**WRITTEN TASK A:** How many lines of the records contain the string "yellow"? Case matters. Reply with the number alone.

--- BEGIN DOCUMENT SEGMENT ---

Shank Painters: New Album

I wanted to give a shout-out to Shank Painters, pirate punks, moored in Portland, Maine. On June 18th, they will be launching their fourth studio album, Spitfire. Spitfire is described as a rollicking mix of reimagined traditional sea shanties and Irish folk tunes, genre-bending originals, and floor-stomping rebel songs. Check out the video for “South Australia,” the advance single from the album.

https://shankpainters.com

The Walker Roaders: Maggie May Went to Heaven 7″ Vinyl

Folk punk supergroup, The Walker Roaders, release a new 7″ single, Maggie May Went to Heaven. The Walker Roaders are James Fearnley (The Pogues), Ted Hutt (Flogging Molly), and Marc Orrell (Dropkick Murphys).

--- END DOCUMENT SEGMENT ---

**WRITTEN TASK B:** Name every member of The Walker Roaders listed in the music news post.

--- BEGIN TASK INPUTS ---

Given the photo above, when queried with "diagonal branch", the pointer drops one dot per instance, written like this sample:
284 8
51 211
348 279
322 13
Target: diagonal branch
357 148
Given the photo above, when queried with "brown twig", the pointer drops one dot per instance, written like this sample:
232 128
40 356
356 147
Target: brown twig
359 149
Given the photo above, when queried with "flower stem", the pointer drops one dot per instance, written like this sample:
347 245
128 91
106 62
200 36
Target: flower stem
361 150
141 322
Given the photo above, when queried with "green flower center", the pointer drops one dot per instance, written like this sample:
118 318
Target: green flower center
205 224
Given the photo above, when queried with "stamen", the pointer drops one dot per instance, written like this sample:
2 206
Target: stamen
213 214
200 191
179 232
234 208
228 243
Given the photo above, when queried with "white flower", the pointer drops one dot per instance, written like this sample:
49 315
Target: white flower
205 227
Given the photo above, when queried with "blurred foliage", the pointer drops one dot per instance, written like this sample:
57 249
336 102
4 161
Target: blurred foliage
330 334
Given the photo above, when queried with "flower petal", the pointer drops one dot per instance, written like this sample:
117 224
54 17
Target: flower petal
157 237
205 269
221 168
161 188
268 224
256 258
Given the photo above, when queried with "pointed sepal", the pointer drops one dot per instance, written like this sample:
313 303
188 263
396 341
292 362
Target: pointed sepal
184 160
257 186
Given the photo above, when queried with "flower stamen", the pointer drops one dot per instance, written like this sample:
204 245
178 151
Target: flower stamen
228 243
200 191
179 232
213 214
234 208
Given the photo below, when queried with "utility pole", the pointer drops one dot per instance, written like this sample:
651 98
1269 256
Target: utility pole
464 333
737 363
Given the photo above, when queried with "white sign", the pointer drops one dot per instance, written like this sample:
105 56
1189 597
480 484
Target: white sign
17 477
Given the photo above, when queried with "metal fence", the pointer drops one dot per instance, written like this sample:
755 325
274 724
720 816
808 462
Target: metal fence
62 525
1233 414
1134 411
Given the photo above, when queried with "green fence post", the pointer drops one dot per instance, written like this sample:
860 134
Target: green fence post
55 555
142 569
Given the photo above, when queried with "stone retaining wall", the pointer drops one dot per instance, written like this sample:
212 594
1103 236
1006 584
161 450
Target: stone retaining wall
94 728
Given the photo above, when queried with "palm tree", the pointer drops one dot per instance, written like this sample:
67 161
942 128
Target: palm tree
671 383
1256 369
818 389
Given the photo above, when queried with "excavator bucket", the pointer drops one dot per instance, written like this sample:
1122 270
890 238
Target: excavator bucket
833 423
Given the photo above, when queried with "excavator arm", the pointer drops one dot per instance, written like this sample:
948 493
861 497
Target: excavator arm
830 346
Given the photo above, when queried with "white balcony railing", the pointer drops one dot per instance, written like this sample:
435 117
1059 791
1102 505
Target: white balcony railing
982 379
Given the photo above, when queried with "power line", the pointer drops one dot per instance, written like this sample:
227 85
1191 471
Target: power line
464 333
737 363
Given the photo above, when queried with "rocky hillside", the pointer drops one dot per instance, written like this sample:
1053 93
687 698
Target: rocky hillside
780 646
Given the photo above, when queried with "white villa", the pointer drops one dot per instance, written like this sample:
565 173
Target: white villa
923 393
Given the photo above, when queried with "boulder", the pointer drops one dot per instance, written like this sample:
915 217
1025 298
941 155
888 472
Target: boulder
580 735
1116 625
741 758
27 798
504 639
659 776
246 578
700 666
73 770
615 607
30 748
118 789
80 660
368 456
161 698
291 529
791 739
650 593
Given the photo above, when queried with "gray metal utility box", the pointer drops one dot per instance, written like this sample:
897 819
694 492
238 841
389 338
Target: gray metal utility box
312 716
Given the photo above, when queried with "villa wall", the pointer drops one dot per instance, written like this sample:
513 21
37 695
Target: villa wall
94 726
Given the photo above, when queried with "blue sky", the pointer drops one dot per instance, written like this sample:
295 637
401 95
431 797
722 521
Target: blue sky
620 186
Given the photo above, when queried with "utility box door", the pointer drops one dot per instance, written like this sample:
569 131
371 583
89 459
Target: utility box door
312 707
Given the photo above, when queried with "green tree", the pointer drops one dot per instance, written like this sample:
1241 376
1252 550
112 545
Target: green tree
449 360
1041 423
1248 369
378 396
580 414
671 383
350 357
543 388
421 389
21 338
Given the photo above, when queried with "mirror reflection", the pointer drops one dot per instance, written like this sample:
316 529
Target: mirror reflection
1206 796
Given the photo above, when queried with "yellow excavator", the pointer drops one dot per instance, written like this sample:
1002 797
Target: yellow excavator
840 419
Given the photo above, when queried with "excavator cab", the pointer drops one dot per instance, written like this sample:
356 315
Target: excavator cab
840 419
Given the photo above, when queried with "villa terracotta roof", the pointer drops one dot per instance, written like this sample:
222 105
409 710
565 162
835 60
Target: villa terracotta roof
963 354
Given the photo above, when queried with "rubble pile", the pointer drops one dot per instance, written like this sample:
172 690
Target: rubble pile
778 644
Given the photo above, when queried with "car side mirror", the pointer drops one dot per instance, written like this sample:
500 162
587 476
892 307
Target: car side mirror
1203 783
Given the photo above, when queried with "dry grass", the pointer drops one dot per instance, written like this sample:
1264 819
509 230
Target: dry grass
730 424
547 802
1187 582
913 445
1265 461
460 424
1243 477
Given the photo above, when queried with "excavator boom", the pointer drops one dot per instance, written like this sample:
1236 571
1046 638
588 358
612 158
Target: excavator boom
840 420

--- END TASK INPUTS ---

**FULL ANSWER A:** 2

**FULL ANSWER B:** James Fearnley, Ted Hutt, Marc Orrell